- **Problem details**
Only the lines from the line that contains "the cat's ear" through the final line of the entries below belong in your answer, copied exactly and without pictures.

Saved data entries
◇ ◇ ◇
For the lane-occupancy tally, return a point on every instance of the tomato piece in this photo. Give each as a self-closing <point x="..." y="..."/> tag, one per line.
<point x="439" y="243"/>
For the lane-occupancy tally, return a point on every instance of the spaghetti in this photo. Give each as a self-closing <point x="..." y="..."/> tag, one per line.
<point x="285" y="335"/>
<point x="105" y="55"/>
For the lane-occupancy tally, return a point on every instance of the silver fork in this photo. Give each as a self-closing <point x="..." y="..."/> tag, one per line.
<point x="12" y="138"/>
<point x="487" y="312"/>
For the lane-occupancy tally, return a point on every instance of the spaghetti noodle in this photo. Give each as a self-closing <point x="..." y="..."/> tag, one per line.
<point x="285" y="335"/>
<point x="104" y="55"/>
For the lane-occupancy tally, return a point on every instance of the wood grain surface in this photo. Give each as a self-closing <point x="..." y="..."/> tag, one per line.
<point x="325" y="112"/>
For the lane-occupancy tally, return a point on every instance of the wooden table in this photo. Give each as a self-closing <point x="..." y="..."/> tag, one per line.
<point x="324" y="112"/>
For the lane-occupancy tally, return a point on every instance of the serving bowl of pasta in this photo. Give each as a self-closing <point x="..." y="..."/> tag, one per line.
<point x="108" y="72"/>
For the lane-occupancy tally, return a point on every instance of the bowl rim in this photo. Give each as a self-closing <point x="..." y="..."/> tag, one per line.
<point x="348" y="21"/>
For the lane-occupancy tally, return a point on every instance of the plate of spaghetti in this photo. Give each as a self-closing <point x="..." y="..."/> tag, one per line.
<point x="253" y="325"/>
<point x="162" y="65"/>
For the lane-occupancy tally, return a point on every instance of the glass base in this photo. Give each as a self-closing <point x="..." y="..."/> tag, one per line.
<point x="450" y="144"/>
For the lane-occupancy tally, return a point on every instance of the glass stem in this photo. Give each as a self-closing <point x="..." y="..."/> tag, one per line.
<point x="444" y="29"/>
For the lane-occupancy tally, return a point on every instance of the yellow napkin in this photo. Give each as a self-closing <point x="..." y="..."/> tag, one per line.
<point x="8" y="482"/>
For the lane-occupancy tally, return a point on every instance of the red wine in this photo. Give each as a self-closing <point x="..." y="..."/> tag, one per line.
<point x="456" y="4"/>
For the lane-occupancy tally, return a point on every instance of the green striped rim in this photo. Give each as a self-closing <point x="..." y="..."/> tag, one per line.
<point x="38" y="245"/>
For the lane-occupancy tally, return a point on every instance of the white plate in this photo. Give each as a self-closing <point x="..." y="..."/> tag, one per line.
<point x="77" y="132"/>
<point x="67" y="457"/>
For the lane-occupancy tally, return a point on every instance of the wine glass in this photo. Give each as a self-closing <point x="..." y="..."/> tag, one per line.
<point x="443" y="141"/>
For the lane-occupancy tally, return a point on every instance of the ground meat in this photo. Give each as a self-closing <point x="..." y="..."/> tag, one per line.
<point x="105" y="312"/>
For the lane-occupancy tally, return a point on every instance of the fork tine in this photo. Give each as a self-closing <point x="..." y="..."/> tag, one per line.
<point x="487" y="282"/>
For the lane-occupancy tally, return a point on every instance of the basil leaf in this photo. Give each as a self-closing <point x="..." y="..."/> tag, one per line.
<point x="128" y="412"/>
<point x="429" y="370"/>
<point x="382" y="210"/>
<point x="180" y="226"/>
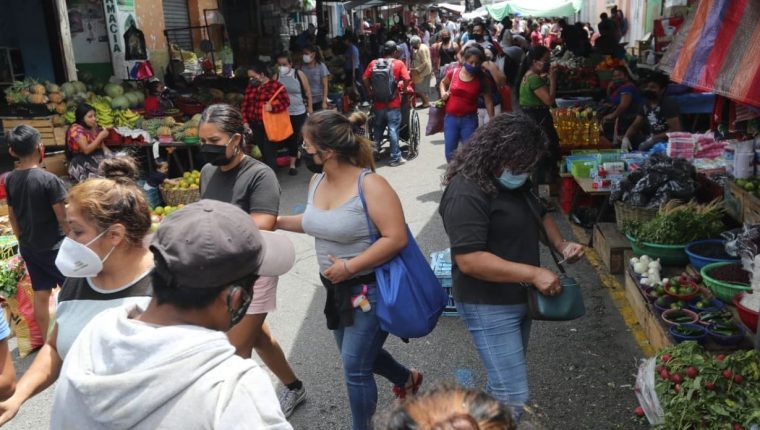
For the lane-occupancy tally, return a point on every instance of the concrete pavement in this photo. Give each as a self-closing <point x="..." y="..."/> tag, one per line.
<point x="581" y="372"/>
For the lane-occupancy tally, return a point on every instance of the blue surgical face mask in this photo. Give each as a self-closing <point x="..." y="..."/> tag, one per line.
<point x="511" y="181"/>
<point x="473" y="70"/>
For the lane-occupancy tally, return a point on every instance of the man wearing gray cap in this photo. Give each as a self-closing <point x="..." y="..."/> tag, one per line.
<point x="171" y="365"/>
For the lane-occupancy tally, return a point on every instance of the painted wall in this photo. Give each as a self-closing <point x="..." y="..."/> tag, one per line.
<point x="22" y="24"/>
<point x="150" y="20"/>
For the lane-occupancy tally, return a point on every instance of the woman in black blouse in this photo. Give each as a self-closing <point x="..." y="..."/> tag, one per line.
<point x="491" y="217"/>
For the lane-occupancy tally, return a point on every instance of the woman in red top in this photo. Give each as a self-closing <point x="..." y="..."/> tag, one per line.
<point x="460" y="89"/>
<point x="257" y="100"/>
<point x="84" y="144"/>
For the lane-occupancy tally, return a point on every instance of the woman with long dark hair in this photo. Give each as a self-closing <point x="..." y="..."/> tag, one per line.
<point x="234" y="177"/>
<point x="491" y="217"/>
<point x="460" y="89"/>
<point x="538" y="90"/>
<point x="338" y="221"/>
<point x="85" y="147"/>
<point x="263" y="87"/>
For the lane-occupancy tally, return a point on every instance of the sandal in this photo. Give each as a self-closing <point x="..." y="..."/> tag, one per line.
<point x="411" y="388"/>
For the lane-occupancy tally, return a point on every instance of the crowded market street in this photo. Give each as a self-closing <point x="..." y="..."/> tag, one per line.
<point x="581" y="372"/>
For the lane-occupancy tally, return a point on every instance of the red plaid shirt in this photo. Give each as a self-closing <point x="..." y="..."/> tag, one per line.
<point x="257" y="96"/>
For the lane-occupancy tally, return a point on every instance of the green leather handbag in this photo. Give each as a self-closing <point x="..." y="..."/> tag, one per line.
<point x="565" y="306"/>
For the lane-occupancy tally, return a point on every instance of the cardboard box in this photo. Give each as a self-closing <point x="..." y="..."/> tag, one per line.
<point x="56" y="164"/>
<point x="611" y="246"/>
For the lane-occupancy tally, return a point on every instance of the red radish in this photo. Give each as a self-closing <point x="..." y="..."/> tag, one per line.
<point x="692" y="372"/>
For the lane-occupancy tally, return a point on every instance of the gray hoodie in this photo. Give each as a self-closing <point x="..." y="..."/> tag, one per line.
<point x="125" y="374"/>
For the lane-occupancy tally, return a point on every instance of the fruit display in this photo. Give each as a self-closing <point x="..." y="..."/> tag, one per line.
<point x="158" y="214"/>
<point x="188" y="181"/>
<point x="698" y="390"/>
<point x="576" y="126"/>
<point x="750" y="185"/>
<point x="609" y="63"/>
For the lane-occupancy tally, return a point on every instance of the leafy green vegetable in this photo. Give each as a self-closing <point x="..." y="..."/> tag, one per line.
<point x="10" y="273"/>
<point x="715" y="393"/>
<point x="681" y="225"/>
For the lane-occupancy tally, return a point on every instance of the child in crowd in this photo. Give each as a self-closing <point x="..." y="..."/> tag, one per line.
<point x="158" y="176"/>
<point x="7" y="370"/>
<point x="37" y="212"/>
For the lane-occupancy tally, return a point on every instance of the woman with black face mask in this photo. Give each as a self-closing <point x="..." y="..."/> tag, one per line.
<point x="234" y="177"/>
<point x="339" y="222"/>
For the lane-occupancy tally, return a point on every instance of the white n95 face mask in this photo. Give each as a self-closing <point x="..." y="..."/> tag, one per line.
<point x="76" y="260"/>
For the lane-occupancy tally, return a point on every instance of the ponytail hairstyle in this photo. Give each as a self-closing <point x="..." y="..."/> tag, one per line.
<point x="329" y="129"/>
<point x="448" y="407"/>
<point x="106" y="202"/>
<point x="121" y="168"/>
<point x="226" y="118"/>
<point x="535" y="53"/>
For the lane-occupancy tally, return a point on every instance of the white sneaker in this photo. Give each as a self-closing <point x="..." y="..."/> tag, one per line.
<point x="398" y="162"/>
<point x="290" y="399"/>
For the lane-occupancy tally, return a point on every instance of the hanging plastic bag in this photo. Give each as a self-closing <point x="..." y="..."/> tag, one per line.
<point x="645" y="392"/>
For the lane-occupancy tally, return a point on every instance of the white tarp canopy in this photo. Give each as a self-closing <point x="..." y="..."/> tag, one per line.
<point x="452" y="7"/>
<point x="543" y="8"/>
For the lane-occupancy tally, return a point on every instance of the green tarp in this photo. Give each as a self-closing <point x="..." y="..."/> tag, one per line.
<point x="534" y="8"/>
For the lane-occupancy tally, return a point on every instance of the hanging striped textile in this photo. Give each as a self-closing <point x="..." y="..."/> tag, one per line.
<point x="718" y="49"/>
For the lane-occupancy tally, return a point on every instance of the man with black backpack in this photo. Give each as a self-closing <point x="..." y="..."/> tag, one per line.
<point x="382" y="79"/>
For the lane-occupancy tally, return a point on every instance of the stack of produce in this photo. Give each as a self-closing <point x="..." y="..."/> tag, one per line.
<point x="694" y="389"/>
<point x="659" y="180"/>
<point x="678" y="223"/>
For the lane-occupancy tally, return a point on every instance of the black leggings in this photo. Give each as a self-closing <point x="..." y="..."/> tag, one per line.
<point x="294" y="141"/>
<point x="268" y="149"/>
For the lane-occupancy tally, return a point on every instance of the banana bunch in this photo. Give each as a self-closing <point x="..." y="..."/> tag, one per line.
<point x="103" y="113"/>
<point x="125" y="118"/>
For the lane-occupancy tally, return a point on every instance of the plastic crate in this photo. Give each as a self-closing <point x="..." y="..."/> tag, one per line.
<point x="440" y="262"/>
<point x="582" y="168"/>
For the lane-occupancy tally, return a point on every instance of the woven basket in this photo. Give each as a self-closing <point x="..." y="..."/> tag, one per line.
<point x="625" y="213"/>
<point x="175" y="197"/>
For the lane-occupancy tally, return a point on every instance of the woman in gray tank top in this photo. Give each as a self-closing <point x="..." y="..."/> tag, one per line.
<point x="347" y="254"/>
<point x="297" y="85"/>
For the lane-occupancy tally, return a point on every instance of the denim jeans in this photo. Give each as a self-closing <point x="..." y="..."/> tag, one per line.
<point x="362" y="353"/>
<point x="456" y="130"/>
<point x="500" y="334"/>
<point x="391" y="118"/>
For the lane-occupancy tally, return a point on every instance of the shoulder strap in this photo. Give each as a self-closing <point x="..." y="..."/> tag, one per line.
<point x="372" y="231"/>
<point x="276" y="92"/>
<point x="542" y="230"/>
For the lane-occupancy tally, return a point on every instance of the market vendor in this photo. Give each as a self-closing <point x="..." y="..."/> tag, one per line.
<point x="622" y="104"/>
<point x="658" y="116"/>
<point x="85" y="147"/>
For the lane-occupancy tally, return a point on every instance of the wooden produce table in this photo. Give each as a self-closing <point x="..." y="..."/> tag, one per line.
<point x="171" y="148"/>
<point x="585" y="185"/>
<point x="653" y="325"/>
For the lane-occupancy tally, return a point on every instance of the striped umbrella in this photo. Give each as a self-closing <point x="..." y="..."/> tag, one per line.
<point x="718" y="49"/>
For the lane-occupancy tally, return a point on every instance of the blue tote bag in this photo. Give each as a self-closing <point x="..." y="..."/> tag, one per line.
<point x="410" y="299"/>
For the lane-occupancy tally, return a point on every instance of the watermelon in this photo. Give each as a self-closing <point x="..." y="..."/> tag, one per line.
<point x="120" y="102"/>
<point x="68" y="89"/>
<point x="133" y="98"/>
<point x="113" y="90"/>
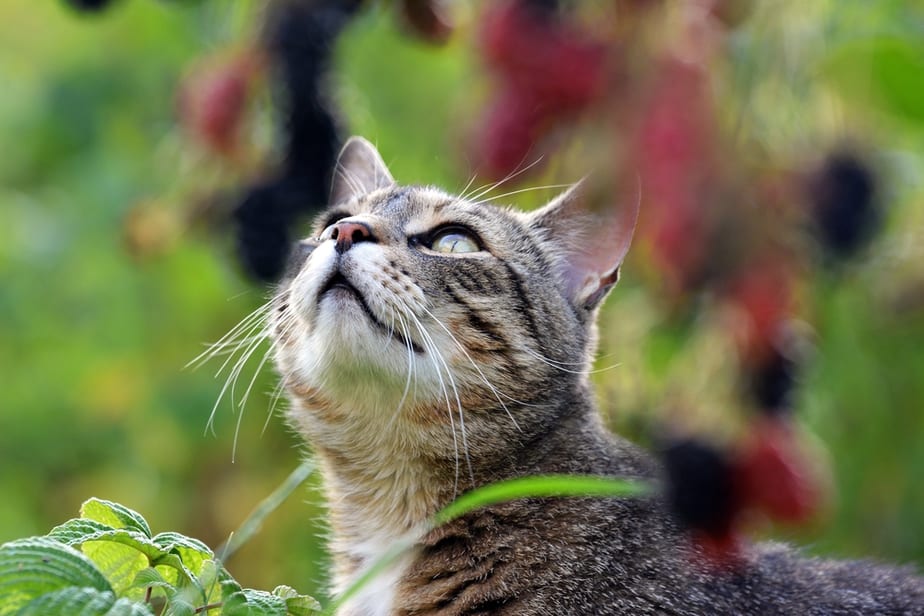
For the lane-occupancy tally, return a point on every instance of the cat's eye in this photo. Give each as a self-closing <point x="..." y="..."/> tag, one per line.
<point x="454" y="240"/>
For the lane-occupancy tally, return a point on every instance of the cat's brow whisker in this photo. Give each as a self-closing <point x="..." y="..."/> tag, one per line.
<point x="471" y="180"/>
<point x="480" y="192"/>
<point x="520" y="191"/>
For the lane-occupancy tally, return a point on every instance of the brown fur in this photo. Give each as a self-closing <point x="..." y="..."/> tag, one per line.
<point x="439" y="372"/>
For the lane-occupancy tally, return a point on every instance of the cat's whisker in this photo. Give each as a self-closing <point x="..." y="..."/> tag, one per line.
<point x="471" y="180"/>
<point x="520" y="191"/>
<point x="561" y="365"/>
<point x="482" y="191"/>
<point x="494" y="390"/>
<point x="410" y="360"/>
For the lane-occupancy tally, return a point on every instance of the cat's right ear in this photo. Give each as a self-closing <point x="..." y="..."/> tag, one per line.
<point x="591" y="229"/>
<point x="359" y="170"/>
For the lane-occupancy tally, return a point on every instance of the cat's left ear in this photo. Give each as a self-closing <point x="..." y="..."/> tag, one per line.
<point x="591" y="230"/>
<point x="359" y="170"/>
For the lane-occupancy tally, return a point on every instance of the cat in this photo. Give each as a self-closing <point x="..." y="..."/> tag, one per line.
<point x="430" y="344"/>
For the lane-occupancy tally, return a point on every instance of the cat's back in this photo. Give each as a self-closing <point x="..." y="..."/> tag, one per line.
<point x="610" y="557"/>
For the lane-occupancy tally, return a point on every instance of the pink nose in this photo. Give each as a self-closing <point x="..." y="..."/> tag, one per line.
<point x="346" y="233"/>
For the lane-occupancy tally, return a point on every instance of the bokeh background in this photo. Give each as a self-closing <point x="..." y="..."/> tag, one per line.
<point x="115" y="272"/>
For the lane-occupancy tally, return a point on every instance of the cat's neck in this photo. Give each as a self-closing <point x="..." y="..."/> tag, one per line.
<point x="384" y="482"/>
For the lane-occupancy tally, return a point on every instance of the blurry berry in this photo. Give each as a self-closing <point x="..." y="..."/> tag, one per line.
<point x="300" y="41"/>
<point x="213" y="101"/>
<point x="263" y="237"/>
<point x="844" y="208"/>
<point x="508" y="134"/>
<point x="763" y="294"/>
<point x="773" y="381"/>
<point x="700" y="488"/>
<point x="544" y="58"/>
<point x="89" y="5"/>
<point x="732" y="13"/>
<point x="772" y="475"/>
<point x="672" y="149"/>
<point x="772" y="378"/>
<point x="427" y="19"/>
<point x="548" y="70"/>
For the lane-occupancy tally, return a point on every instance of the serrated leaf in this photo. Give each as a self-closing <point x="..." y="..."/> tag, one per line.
<point x="152" y="578"/>
<point x="114" y="515"/>
<point x="179" y="607"/>
<point x="30" y="568"/>
<point x="120" y="564"/>
<point x="120" y="553"/>
<point x="296" y="604"/>
<point x="249" y="602"/>
<point x="191" y="551"/>
<point x="85" y="602"/>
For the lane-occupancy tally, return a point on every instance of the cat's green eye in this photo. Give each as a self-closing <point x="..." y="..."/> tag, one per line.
<point x="454" y="240"/>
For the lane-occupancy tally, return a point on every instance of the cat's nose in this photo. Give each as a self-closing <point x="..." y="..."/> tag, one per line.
<point x="348" y="232"/>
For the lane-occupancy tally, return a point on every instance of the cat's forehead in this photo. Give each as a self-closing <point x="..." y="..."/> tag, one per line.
<point x="418" y="208"/>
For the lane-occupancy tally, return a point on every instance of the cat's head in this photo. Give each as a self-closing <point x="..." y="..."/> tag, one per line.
<point x="444" y="322"/>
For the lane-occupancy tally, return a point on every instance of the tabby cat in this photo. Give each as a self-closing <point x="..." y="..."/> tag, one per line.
<point x="431" y="343"/>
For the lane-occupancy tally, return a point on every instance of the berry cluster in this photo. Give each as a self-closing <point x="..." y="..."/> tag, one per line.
<point x="711" y="225"/>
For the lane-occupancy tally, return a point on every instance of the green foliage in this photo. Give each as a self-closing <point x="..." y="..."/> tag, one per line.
<point x="107" y="563"/>
<point x="94" y="400"/>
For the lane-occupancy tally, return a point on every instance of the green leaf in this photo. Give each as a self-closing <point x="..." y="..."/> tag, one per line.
<point x="120" y="553"/>
<point x="114" y="515"/>
<point x="119" y="563"/>
<point x="152" y="578"/>
<point x="541" y="486"/>
<point x="884" y="72"/>
<point x="296" y="604"/>
<point x="35" y="566"/>
<point x="191" y="551"/>
<point x="85" y="602"/>
<point x="209" y="581"/>
<point x="249" y="602"/>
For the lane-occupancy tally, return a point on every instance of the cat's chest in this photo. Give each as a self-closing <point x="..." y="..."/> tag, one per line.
<point x="377" y="596"/>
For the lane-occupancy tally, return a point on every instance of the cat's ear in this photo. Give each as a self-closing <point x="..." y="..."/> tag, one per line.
<point x="591" y="230"/>
<point x="359" y="171"/>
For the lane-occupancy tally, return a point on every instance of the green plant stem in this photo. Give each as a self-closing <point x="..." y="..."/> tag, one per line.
<point x="251" y="526"/>
<point x="542" y="486"/>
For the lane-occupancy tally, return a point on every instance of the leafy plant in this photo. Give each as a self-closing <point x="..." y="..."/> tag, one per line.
<point x="108" y="563"/>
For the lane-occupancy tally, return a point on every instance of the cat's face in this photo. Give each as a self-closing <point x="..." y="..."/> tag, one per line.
<point x="444" y="323"/>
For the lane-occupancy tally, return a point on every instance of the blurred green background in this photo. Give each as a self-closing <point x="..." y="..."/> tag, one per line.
<point x="95" y="333"/>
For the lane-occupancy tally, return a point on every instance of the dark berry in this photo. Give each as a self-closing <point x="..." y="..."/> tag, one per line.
<point x="844" y="206"/>
<point x="426" y="18"/>
<point x="772" y="474"/>
<point x="700" y="487"/>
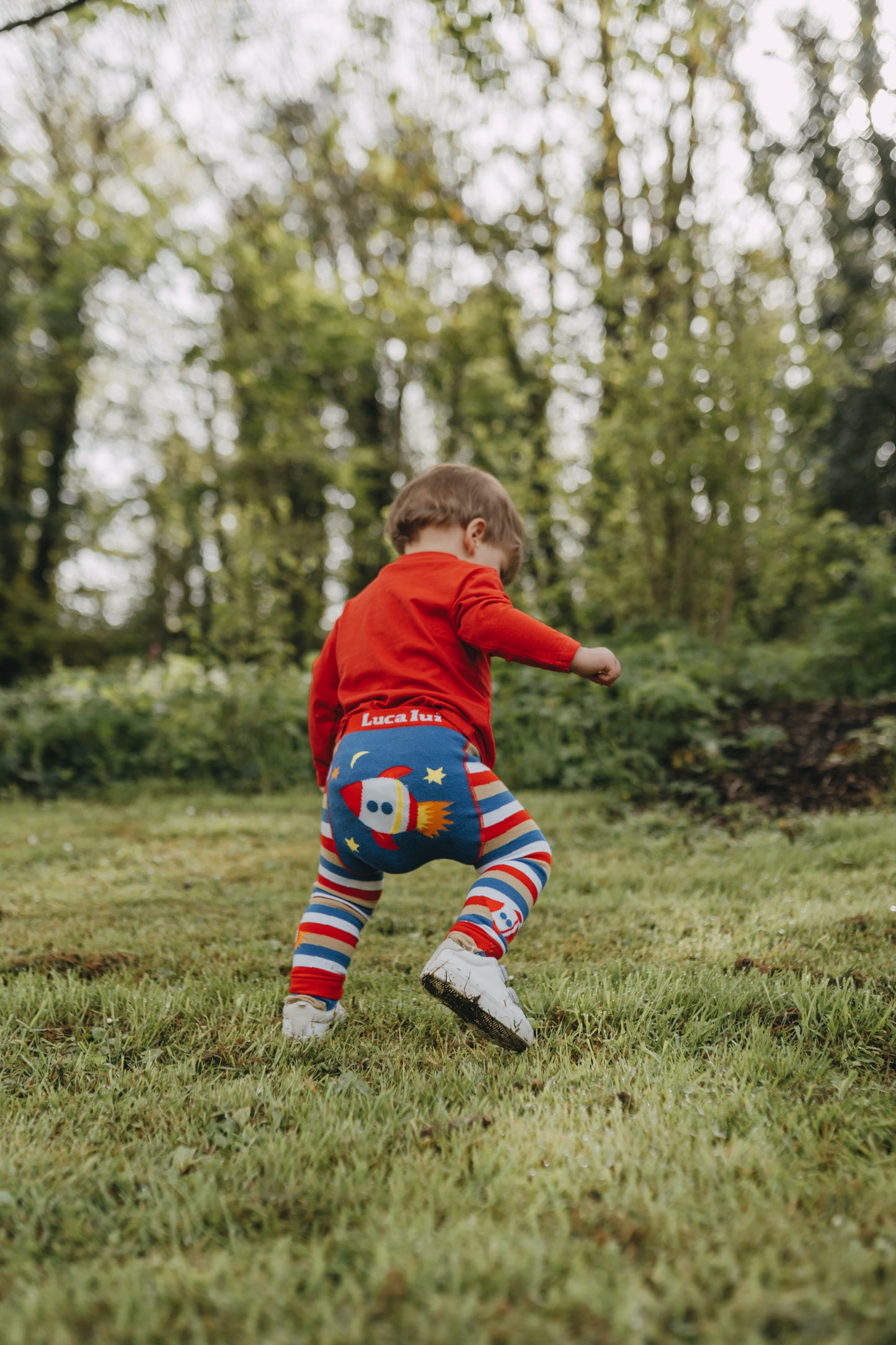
◇ ◇ ◇
- **Answer to this task**
For the lane-occupancy tally, return a point on every instance of the cat's ear in this photo. Give each as a self-closing <point x="..." y="..."/> tag, one per line.
<point x="591" y="230"/>
<point x="359" y="171"/>
For the lane-occupancy tally, return a point on every instance of the green plant stem in this photo. Give each as a self-closing <point x="..." y="..."/> tag, one per line.
<point x="251" y="526"/>
<point x="542" y="486"/>
For the lane-occupancy tally, return a point on every instance of the leafy plant in this photo. Give each as a self-closing <point x="..." y="..."/> tag, one per line.
<point x="108" y="563"/>
For the lane-occupancy tally, return a point on every instance of the cat's face in this photo. Give each as a self-closing <point x="..." y="..."/> tag, one per line.
<point x="444" y="323"/>
For the lane-occupancy tally, return a point on every instance of the blurred green background in this photo. Give each as a self-closing <point x="..." y="..."/> tag, one per line.
<point x="95" y="333"/>
For the lane-occupancy tally, return a point on every instance of the dark berry in this photo. Give each as a self-closing <point x="..." y="..."/> tag, one per line.
<point x="844" y="206"/>
<point x="426" y="18"/>
<point x="772" y="474"/>
<point x="700" y="487"/>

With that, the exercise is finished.